┌──

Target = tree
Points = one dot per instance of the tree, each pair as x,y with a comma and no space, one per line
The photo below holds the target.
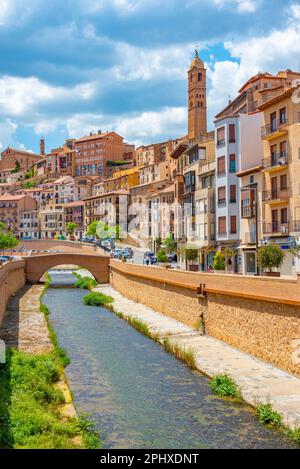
219,261
71,227
270,257
170,244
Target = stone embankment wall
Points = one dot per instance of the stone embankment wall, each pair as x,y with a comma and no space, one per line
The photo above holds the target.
12,278
260,316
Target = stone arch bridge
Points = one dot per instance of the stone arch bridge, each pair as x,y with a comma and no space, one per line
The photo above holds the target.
36,266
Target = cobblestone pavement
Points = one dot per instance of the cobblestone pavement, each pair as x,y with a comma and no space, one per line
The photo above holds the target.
259,381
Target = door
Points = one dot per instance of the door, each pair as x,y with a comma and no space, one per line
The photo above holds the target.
274,188
275,228
250,263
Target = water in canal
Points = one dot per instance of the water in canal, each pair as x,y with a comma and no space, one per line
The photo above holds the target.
138,395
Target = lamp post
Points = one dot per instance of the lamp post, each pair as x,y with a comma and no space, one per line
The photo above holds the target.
253,188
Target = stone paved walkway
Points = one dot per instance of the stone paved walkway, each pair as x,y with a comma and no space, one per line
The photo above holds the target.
259,381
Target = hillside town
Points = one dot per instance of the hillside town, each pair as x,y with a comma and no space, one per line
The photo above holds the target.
230,190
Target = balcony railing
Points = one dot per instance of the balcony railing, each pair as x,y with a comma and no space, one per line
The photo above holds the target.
276,159
248,211
276,228
250,238
273,127
275,194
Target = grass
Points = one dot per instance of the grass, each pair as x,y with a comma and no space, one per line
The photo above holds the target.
29,405
31,402
97,299
84,283
268,415
185,354
224,386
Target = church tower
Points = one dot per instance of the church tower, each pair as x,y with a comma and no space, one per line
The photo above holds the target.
197,99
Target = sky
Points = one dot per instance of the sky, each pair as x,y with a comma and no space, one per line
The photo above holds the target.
71,67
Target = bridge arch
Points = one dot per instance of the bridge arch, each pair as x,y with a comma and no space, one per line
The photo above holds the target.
36,266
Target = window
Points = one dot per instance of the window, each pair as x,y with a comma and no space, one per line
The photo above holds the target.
284,217
233,194
231,133
233,228
221,136
232,164
283,182
221,166
222,226
222,195
282,116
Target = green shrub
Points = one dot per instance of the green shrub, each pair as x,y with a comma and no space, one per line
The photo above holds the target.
185,354
85,283
29,404
162,256
267,415
224,386
97,299
270,257
219,261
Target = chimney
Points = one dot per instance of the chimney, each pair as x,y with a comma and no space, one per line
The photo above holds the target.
42,146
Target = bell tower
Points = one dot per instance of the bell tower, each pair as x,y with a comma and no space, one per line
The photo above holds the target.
197,106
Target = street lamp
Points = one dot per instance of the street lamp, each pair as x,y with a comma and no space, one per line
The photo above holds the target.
253,188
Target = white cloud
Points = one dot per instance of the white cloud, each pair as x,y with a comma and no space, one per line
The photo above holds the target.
19,96
7,133
137,128
243,6
278,50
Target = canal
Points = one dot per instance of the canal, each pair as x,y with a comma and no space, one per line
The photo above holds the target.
138,395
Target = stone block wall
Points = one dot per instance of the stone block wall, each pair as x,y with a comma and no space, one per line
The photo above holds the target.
269,330
12,278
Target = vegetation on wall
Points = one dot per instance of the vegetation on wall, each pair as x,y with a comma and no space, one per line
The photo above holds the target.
270,257
219,261
97,299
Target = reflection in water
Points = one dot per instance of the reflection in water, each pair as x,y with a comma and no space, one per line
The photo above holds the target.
138,395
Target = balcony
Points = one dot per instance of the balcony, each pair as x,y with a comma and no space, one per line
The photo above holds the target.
275,129
250,238
276,196
221,143
276,228
276,161
248,211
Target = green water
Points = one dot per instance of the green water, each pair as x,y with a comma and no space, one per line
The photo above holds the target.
138,395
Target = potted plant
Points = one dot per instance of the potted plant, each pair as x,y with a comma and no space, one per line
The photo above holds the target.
229,255
162,258
191,255
219,263
270,257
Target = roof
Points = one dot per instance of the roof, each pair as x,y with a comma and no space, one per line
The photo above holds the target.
278,98
21,152
116,192
179,150
8,197
197,62
96,136
75,204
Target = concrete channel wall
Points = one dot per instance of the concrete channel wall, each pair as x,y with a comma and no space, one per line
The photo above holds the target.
12,278
260,316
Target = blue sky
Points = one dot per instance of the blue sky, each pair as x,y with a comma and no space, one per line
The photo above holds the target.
68,68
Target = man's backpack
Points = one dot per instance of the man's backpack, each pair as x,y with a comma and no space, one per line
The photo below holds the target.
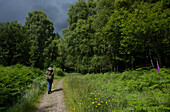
49,75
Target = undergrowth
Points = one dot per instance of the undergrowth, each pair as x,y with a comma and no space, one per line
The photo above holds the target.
20,86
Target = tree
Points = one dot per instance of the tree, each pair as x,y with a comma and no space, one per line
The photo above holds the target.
14,44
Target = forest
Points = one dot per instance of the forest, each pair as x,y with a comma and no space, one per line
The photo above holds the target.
104,37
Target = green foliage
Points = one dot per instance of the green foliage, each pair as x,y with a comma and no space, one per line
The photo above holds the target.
59,72
115,35
14,82
14,44
137,91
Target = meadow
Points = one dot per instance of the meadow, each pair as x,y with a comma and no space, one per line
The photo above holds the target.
141,90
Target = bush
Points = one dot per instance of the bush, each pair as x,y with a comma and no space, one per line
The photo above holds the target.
14,82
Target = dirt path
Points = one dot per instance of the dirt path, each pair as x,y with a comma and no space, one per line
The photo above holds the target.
53,102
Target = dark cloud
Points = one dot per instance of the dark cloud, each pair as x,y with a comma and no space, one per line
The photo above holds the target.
56,10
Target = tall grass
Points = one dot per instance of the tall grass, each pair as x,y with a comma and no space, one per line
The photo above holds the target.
130,91
28,102
19,82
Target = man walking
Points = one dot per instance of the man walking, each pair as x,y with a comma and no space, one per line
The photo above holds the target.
49,76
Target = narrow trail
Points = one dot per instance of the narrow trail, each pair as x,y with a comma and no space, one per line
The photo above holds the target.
53,102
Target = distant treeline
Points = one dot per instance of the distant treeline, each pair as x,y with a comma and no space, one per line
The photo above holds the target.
102,35
114,35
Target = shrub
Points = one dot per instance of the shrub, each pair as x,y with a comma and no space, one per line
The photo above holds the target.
14,82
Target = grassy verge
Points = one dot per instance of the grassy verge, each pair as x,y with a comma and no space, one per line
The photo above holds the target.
134,91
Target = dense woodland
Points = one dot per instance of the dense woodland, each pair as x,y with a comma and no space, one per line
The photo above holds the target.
102,35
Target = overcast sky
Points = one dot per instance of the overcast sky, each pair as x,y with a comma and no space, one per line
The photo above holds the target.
56,11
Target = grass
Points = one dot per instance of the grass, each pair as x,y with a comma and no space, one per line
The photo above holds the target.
131,91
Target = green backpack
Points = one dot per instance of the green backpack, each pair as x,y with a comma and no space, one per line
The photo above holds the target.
49,75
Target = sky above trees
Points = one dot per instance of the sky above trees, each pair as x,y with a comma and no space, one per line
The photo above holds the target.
56,11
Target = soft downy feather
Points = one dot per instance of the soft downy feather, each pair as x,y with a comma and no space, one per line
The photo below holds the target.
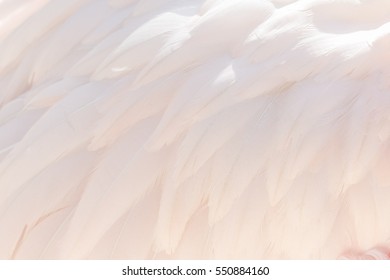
137,129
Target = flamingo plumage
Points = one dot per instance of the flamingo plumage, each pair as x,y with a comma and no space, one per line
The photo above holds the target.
194,129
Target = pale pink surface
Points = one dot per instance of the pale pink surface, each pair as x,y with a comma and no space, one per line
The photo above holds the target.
194,129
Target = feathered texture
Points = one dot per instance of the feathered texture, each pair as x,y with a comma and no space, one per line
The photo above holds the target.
194,129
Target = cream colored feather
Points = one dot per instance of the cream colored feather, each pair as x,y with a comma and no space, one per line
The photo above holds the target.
134,129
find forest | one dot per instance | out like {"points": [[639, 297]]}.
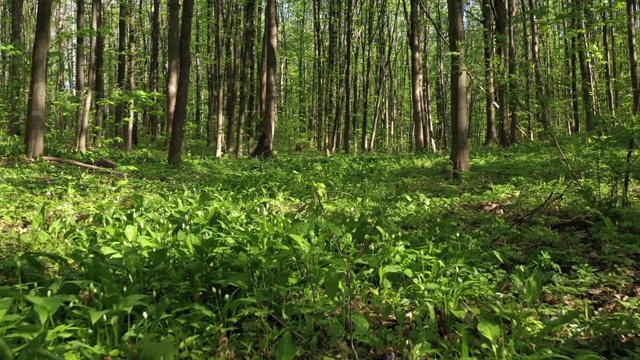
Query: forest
{"points": [[319, 179]]}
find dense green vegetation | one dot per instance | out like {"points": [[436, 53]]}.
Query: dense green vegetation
{"points": [[383, 256]]}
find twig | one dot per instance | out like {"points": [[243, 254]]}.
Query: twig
{"points": [[566, 162], [78, 163], [548, 201]]}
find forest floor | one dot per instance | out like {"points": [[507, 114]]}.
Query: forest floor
{"points": [[369, 256]]}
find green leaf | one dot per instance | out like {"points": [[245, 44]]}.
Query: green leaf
{"points": [[489, 330], [533, 288], [332, 283], [95, 315], [286, 348], [130, 232], [5, 351], [301, 242], [164, 350], [360, 321]]}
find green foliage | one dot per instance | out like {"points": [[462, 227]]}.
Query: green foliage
{"points": [[317, 258]]}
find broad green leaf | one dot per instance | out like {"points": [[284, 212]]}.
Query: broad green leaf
{"points": [[489, 330], [533, 288], [95, 315], [360, 321], [332, 283], [301, 242], [286, 348], [5, 351], [164, 350], [130, 232]]}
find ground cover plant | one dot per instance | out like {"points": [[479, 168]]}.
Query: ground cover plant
{"points": [[370, 257]]}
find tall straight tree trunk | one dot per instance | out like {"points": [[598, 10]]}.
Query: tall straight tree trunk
{"points": [[607, 62], [513, 74], [541, 85], [633, 57], [131, 84], [503, 82], [211, 75], [416, 78], [122, 43], [173, 70], [155, 67], [83, 125], [100, 83], [182, 96], [588, 87], [440, 95], [36, 107], [347, 80], [247, 61], [80, 83], [459, 127], [15, 75], [264, 148], [219, 78], [232, 84], [490, 97]]}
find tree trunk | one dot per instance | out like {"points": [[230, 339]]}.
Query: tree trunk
{"points": [[541, 90], [219, 78], [416, 78], [122, 42], [36, 107], [513, 75], [128, 128], [588, 87], [83, 125], [503, 82], [247, 57], [15, 75], [173, 70], [232, 84], [347, 80], [182, 96], [487, 23], [459, 128], [607, 62], [264, 148], [81, 135], [155, 67], [100, 84], [633, 57]]}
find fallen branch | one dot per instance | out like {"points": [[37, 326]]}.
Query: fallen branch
{"points": [[80, 164]]}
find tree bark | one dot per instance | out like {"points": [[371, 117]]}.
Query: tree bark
{"points": [[173, 70], [36, 107], [264, 148], [100, 84], [83, 124], [155, 68], [416, 78], [633, 57], [247, 60], [541, 88], [488, 23], [81, 130], [128, 128], [15, 75], [182, 96], [219, 78], [122, 43], [459, 127]]}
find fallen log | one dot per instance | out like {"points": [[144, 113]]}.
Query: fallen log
{"points": [[81, 164]]}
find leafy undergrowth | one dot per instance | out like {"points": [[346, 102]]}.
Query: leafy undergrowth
{"points": [[370, 257]]}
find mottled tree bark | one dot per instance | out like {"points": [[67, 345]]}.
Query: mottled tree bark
{"points": [[36, 107]]}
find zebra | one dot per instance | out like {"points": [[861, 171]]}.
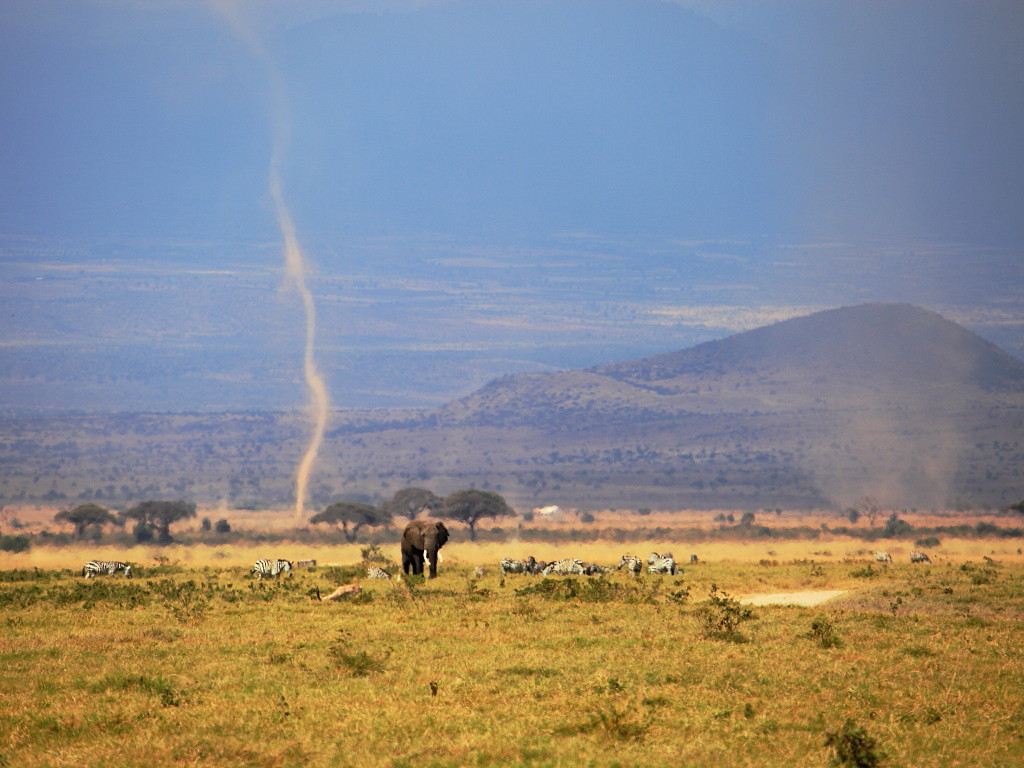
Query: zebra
{"points": [[662, 563], [510, 565], [94, 567], [632, 564], [374, 571], [565, 566], [270, 567]]}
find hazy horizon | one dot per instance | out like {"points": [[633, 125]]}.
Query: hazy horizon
{"points": [[486, 187]]}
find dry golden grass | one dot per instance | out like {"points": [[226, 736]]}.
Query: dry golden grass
{"points": [[194, 666]]}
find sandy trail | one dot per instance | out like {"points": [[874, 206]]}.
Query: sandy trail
{"points": [[809, 598]]}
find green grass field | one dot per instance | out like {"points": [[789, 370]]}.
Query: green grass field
{"points": [[194, 666]]}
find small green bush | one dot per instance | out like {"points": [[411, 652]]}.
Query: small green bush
{"points": [[823, 633], [722, 619], [852, 747]]}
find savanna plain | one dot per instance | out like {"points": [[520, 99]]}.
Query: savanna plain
{"points": [[194, 663]]}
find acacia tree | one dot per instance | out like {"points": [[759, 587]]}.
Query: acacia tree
{"points": [[1017, 507], [870, 508], [410, 502], [469, 506], [85, 516], [158, 516], [352, 516]]}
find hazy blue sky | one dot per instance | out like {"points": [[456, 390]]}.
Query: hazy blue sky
{"points": [[713, 164]]}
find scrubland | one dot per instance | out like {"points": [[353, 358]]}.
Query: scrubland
{"points": [[193, 663]]}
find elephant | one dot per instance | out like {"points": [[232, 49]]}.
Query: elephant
{"points": [[422, 540]]}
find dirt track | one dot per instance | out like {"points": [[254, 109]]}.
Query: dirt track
{"points": [[814, 597]]}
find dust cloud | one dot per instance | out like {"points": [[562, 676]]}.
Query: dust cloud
{"points": [[296, 267]]}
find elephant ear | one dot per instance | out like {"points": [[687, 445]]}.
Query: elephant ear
{"points": [[441, 535]]}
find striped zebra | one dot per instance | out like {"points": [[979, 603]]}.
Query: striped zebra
{"points": [[510, 565], [374, 571], [107, 567], [662, 563], [565, 566], [270, 567], [632, 564]]}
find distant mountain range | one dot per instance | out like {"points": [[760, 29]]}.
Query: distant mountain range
{"points": [[888, 400]]}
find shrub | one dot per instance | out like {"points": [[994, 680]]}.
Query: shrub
{"points": [[721, 620], [823, 633], [852, 747], [613, 724]]}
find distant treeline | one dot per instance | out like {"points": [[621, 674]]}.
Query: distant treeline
{"points": [[584, 532]]}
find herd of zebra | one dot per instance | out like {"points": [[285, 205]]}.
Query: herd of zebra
{"points": [[656, 563], [570, 565], [915, 556]]}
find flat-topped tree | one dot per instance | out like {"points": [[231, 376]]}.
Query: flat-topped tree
{"points": [[351, 516], [410, 502], [469, 506], [85, 516], [159, 516]]}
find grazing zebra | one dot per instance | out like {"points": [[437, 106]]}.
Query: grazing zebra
{"points": [[565, 566], [662, 563], [632, 564], [270, 567], [94, 567], [510, 565], [374, 571]]}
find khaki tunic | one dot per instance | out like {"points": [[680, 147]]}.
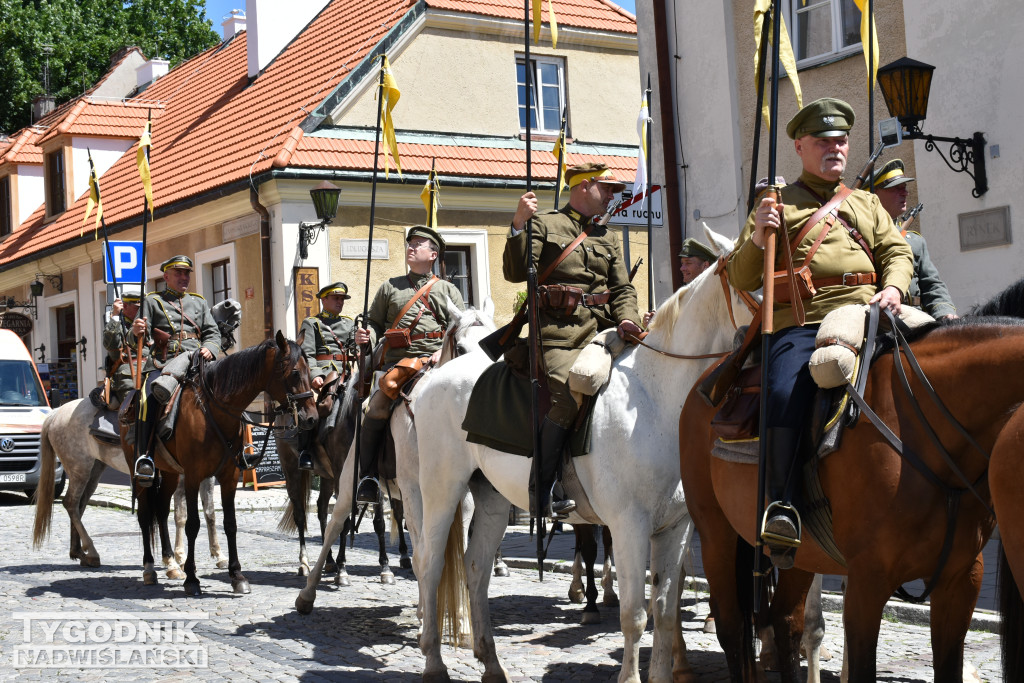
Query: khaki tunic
{"points": [[839, 253], [326, 335], [392, 296]]}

└──

> **Problem statement**
Determine the number of lines in the preceding data that contain the word "downy". Reply with that number only.

> **Exercise result**
2